Wenn Männer Rollenbilder und Denkweisen verinnerlichen, die auf Macht, Kontrolle und Aggression basieren, spricht man von toxischer Männlichkeit. Dieser Begriff wurde in den letzten Jahren viel thematisiert und diskutiert. Denn toxische Männlichkeit birgt viele Gefahren. So zum Beispiel Gewaltausübung gegen sich selbst und Andere. Diese Sichtweise beruht zwar auf stereotypen Denkweisen, die Auswirkungen, die damit einhergehen, sind jedoch statistisch nachweisbar.
Was ist toxische Weiblichkeit?
Doch auch zerstörerische Verhaltensweisen von Frauen können zu einem Problem werden. Auslöser sind auch hier wieder Rollenbilder, die Frauen verinnerlicht haben und immer wieder reproduzieren. Viele Frauen verspüren einen Druck, in allem gut sein zu müssen und die Bedürfnisse von Anderen vor die eigenen zu stellen. Dabei sollen sie zudem bitte auch noch immer gut aussehen und das Ganze mit einem Lächeln meistern.

| DATENAUSZUG |
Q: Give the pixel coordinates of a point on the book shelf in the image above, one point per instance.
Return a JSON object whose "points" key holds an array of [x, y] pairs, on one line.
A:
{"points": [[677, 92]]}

| AUFGABE A |
Nenne alle Dinge, auf denen laut dem zitierten Abschnitt die Rollenbilder und Denkweisen toxischer Männlichkeit basieren.
| AUFGABE B |
Ändere bitte im zitierten Abschnitt die Stelle von „Was ist toxische“ bis „einem Lächeln meistern.“, indem du „Druck“ durch „Zwang“ ersetzt, und gib diese Stelle wieder.

| RICHTIGE ANTWORT A |
Macht, Kontrolle und Aggression

| RICHTIGE ANTWORT B |
Was ist toxische Weiblichkeit?
Doch auch zerstörerische Verhaltensweisen von Frauen können zu einem Problem werden. Auslöser sind auch hier wieder Rollenbilder, die Frauen verinnerlicht haben und immer wieder reproduzieren. Viele Frauen verspüren einen Zwang, in allem gut sein zu müssen und die Bedürfnisse von Anderen vor die eigenen zu stellen. Dabei sollen sie zudem bitte auch noch immer gut aussehen und das Ganze mit einem Lächeln meistern.